Update the rows between the line containing "Where can the fern" and the line containing "x=343, y=597", inclusive, by changing "innermost point" to "central point" wherever it occurs and leaving everything else untouched. Return only those lines.

◆ ◆ ◆ ◆

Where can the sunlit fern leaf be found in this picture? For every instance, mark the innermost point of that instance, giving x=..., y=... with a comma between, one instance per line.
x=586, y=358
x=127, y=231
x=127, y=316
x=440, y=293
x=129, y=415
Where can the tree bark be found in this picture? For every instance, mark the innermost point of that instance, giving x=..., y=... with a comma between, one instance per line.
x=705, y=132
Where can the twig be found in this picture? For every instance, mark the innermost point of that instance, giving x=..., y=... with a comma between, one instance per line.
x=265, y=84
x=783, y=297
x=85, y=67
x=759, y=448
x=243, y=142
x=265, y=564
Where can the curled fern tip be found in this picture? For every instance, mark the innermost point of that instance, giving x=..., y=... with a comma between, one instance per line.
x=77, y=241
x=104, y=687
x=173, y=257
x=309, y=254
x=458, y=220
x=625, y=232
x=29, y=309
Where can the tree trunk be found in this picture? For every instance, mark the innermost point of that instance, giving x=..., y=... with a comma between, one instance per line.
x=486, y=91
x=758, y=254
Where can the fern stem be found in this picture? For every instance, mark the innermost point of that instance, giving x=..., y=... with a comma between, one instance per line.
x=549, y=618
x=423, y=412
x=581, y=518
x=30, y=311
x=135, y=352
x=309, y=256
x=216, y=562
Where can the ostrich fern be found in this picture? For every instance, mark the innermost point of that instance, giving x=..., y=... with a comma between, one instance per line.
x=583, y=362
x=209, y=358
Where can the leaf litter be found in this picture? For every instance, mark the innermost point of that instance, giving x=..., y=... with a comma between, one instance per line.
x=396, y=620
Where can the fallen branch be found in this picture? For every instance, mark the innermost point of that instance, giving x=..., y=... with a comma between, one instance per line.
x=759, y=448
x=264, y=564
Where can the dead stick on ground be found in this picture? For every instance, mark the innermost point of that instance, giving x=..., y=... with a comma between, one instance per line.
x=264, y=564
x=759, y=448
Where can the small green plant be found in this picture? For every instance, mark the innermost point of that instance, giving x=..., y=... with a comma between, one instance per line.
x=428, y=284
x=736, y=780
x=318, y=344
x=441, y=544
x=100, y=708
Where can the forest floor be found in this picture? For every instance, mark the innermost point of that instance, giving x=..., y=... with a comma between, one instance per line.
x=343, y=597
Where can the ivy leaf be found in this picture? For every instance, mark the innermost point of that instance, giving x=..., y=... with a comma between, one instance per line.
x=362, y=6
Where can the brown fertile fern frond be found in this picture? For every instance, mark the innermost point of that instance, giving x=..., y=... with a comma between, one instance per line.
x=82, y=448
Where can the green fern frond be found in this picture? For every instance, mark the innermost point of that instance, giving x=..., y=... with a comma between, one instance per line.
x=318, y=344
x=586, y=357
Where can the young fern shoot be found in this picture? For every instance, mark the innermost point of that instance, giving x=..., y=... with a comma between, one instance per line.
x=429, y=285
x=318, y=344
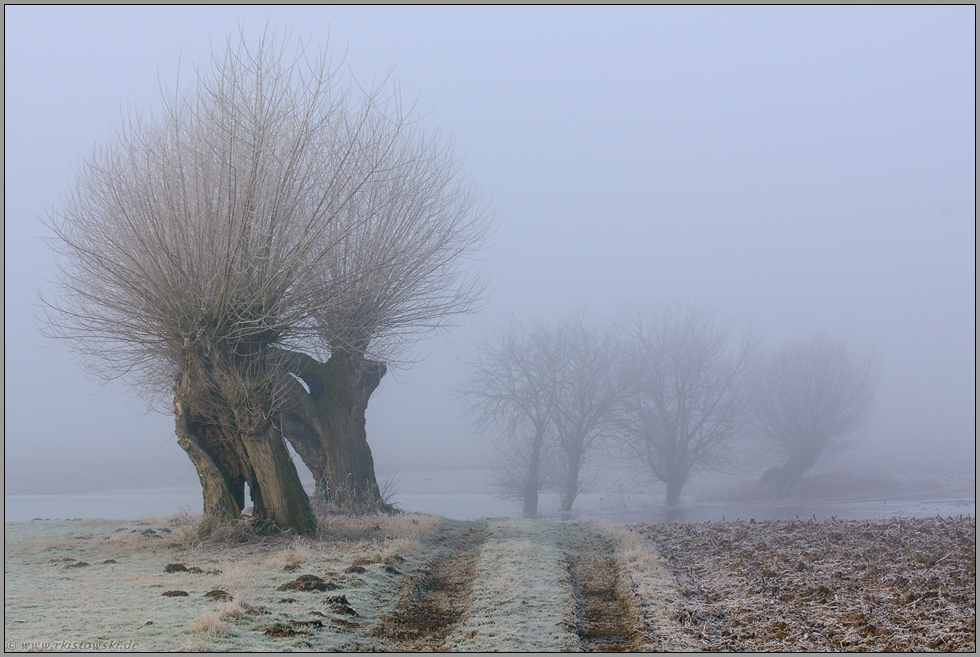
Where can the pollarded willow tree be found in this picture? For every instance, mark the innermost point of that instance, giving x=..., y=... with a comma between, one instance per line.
x=401, y=270
x=193, y=250
x=808, y=399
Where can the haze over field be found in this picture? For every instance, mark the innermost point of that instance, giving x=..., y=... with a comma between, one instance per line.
x=802, y=170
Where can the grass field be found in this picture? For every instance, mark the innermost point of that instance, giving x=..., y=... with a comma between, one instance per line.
x=420, y=582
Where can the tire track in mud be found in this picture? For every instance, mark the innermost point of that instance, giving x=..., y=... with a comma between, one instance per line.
x=433, y=601
x=604, y=621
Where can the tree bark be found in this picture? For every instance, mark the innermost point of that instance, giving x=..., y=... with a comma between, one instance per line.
x=278, y=489
x=221, y=503
x=569, y=490
x=327, y=426
x=674, y=488
x=532, y=486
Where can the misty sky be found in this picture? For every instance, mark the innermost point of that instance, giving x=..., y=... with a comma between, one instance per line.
x=802, y=169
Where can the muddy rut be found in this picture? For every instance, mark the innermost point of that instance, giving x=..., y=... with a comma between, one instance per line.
x=438, y=599
x=434, y=600
x=604, y=621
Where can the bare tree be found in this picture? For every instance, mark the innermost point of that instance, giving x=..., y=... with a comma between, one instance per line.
x=402, y=249
x=191, y=246
x=550, y=393
x=808, y=399
x=591, y=389
x=688, y=402
x=513, y=391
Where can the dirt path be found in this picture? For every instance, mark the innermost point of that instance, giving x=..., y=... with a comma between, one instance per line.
x=433, y=601
x=506, y=584
x=604, y=621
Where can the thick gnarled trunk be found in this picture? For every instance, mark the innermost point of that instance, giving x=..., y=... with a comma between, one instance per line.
x=277, y=489
x=326, y=427
x=222, y=499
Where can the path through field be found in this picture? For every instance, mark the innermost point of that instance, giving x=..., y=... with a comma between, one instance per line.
x=507, y=584
x=422, y=583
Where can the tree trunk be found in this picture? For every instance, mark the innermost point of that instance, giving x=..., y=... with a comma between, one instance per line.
x=303, y=428
x=350, y=381
x=221, y=503
x=674, y=488
x=532, y=485
x=277, y=490
x=781, y=481
x=327, y=427
x=569, y=491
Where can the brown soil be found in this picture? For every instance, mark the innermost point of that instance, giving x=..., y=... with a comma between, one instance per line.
x=895, y=585
x=433, y=601
x=306, y=583
x=603, y=621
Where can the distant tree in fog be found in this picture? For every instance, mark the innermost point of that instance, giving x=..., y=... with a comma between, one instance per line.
x=590, y=391
x=549, y=392
x=687, y=404
x=513, y=392
x=807, y=399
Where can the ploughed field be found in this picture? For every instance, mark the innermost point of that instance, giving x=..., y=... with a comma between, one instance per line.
x=419, y=582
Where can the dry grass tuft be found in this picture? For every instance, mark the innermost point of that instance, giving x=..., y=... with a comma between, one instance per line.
x=209, y=623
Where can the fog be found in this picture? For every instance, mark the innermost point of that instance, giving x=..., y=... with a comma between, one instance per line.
x=800, y=169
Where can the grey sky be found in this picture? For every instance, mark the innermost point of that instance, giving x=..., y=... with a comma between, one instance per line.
x=803, y=169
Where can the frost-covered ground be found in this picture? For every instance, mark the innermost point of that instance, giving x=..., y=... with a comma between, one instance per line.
x=420, y=582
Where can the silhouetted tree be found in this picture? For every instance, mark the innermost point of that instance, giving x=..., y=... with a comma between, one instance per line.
x=807, y=400
x=591, y=389
x=194, y=247
x=687, y=404
x=399, y=270
x=550, y=392
x=513, y=392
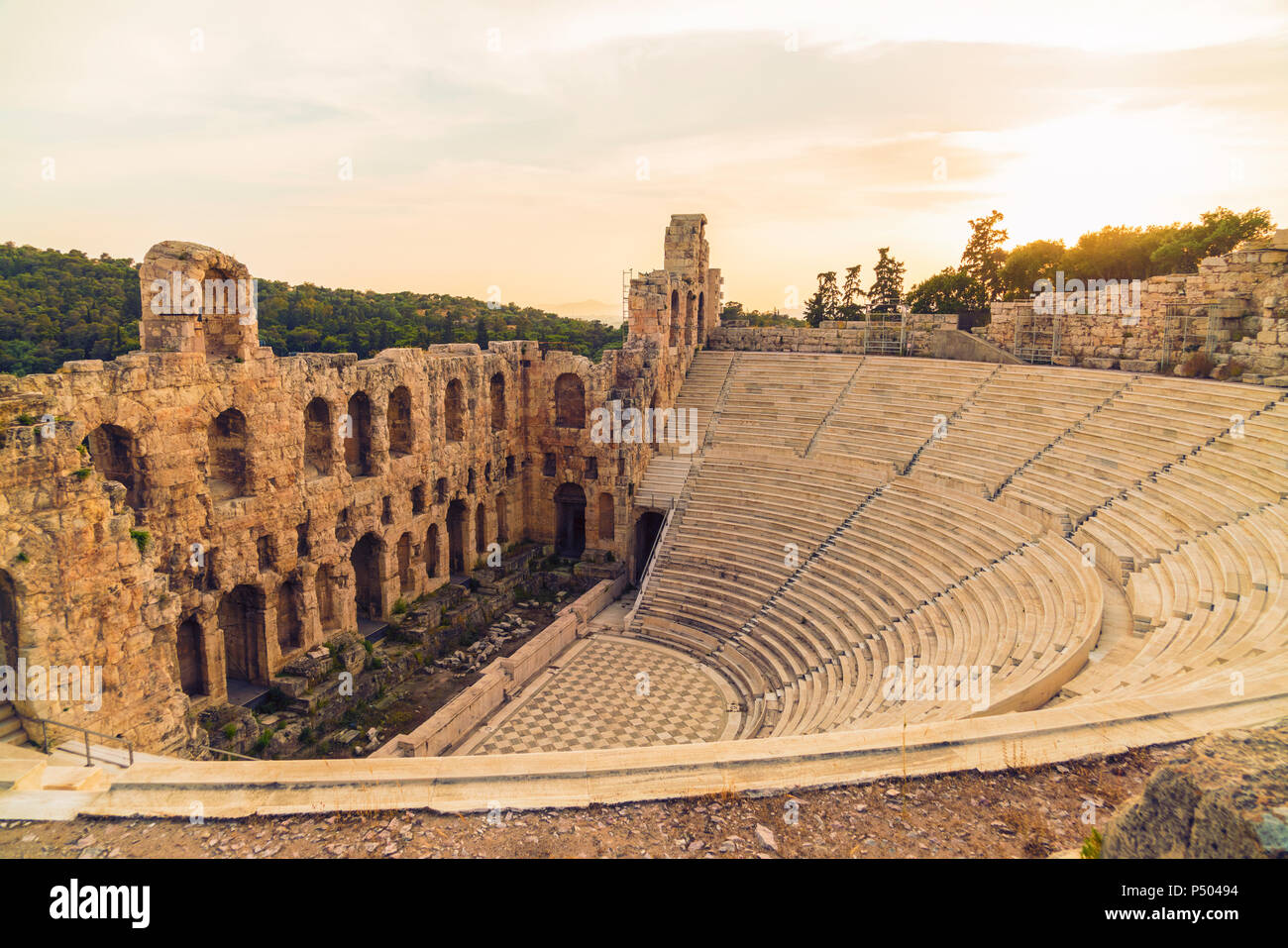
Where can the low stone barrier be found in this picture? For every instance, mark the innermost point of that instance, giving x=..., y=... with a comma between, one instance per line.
x=502, y=678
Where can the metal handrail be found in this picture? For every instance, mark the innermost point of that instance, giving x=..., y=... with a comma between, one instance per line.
x=233, y=754
x=89, y=759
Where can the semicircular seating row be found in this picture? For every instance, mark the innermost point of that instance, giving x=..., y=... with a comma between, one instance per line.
x=806, y=572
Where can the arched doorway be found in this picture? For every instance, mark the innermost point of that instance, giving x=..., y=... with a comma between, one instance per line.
x=454, y=408
x=111, y=451
x=570, y=520
x=398, y=417
x=317, y=438
x=288, y=625
x=456, y=536
x=432, y=552
x=366, y=578
x=241, y=618
x=191, y=678
x=647, y=528
x=226, y=440
x=8, y=622
x=570, y=401
x=357, y=442
x=497, y=393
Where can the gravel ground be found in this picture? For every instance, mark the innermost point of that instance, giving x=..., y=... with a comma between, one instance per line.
x=1030, y=811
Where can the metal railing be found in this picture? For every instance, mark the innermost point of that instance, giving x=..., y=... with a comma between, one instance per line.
x=85, y=732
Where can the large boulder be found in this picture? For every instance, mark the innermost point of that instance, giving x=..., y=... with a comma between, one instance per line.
x=1225, y=796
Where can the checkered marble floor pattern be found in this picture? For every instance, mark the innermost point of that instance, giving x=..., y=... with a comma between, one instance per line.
x=591, y=702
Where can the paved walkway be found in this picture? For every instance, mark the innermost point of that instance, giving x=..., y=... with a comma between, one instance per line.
x=610, y=691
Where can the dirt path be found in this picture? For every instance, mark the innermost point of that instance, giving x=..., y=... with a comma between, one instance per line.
x=1020, y=813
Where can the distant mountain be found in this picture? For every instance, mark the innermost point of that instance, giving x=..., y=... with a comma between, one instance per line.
x=590, y=309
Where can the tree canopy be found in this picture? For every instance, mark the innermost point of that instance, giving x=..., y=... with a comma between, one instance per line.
x=56, y=307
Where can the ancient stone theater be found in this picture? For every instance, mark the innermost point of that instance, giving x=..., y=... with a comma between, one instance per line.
x=876, y=548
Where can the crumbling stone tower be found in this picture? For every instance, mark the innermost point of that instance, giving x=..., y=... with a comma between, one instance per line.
x=196, y=299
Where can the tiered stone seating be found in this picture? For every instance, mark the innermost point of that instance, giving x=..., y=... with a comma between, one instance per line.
x=781, y=399
x=889, y=412
x=1016, y=416
x=964, y=561
x=1150, y=424
x=1215, y=605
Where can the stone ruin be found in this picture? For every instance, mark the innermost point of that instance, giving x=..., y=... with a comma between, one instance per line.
x=1235, y=307
x=200, y=513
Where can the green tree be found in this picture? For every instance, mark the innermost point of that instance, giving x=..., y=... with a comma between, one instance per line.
x=853, y=299
x=948, y=291
x=1029, y=263
x=887, y=291
x=825, y=301
x=983, y=257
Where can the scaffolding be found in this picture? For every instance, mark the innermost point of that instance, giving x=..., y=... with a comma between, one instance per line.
x=885, y=334
x=1037, y=338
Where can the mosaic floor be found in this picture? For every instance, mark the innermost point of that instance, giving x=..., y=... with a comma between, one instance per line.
x=597, y=697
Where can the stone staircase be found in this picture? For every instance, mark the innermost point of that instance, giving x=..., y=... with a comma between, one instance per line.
x=11, y=727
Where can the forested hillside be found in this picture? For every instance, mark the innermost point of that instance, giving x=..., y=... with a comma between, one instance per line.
x=55, y=307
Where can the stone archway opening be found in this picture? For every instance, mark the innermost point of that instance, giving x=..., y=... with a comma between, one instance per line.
x=241, y=620
x=357, y=437
x=570, y=401
x=317, y=438
x=454, y=408
x=647, y=528
x=226, y=440
x=497, y=397
x=570, y=520
x=456, y=536
x=192, y=678
x=111, y=451
x=8, y=621
x=399, y=421
x=366, y=578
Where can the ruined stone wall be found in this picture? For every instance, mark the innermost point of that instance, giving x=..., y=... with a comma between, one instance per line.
x=202, y=511
x=840, y=337
x=1243, y=295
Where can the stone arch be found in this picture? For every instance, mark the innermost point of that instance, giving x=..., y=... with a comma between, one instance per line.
x=432, y=552
x=357, y=436
x=456, y=536
x=112, y=453
x=398, y=416
x=675, y=320
x=325, y=592
x=226, y=440
x=406, y=581
x=497, y=398
x=8, y=621
x=454, y=410
x=290, y=625
x=570, y=401
x=502, y=519
x=606, y=526
x=241, y=620
x=570, y=520
x=647, y=528
x=481, y=528
x=189, y=647
x=317, y=438
x=368, y=594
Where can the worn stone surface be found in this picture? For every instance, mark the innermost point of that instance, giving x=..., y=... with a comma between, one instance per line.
x=204, y=511
x=1227, y=796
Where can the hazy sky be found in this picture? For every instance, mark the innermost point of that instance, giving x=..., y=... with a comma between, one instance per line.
x=503, y=143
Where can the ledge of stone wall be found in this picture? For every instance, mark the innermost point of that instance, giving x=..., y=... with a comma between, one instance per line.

◆ ◆ ◆ ◆

-- ANSWER TO THE TASK --
Where can the fern stem be found in this picture? For every instance, mark the central point of that instance, giving x=..., y=... with a comma between, one instance per line.
x=549, y=618
x=423, y=412
x=581, y=518
x=30, y=311
x=135, y=352
x=309, y=256
x=216, y=562
Where can the ostrich fern be found in this picture? For every instance, mark the central point of that instance, giving x=..., y=... with a comma between, one instance per line.
x=583, y=362
x=209, y=358
Where can the leaf litter be found in this picture? For every instance, mark the central point of that instance, giving x=..., y=... with a comma between, one instance per line.
x=396, y=620
Where can the fallen branch be found in this picture? For every instance, mark the central point of that instance, giving x=..., y=... with a comma between, one instance per line.
x=759, y=448
x=264, y=564
Where can the dead stick on ground be found in this picture? For every instance, mark the central point of that instance, giving x=..., y=... with a comma between, one instance per line.
x=264, y=564
x=759, y=448
Where can the small green plant be found in this picture? For every instance, mark the central point of that instance, giving x=..., y=... with a comma between, one instance per line.
x=428, y=284
x=736, y=780
x=318, y=344
x=441, y=544
x=100, y=708
Where can the forest floor be found in this picture? For every instance, mark the central point of that instance, giving x=..., y=... with a comma between, one instance per line.
x=343, y=597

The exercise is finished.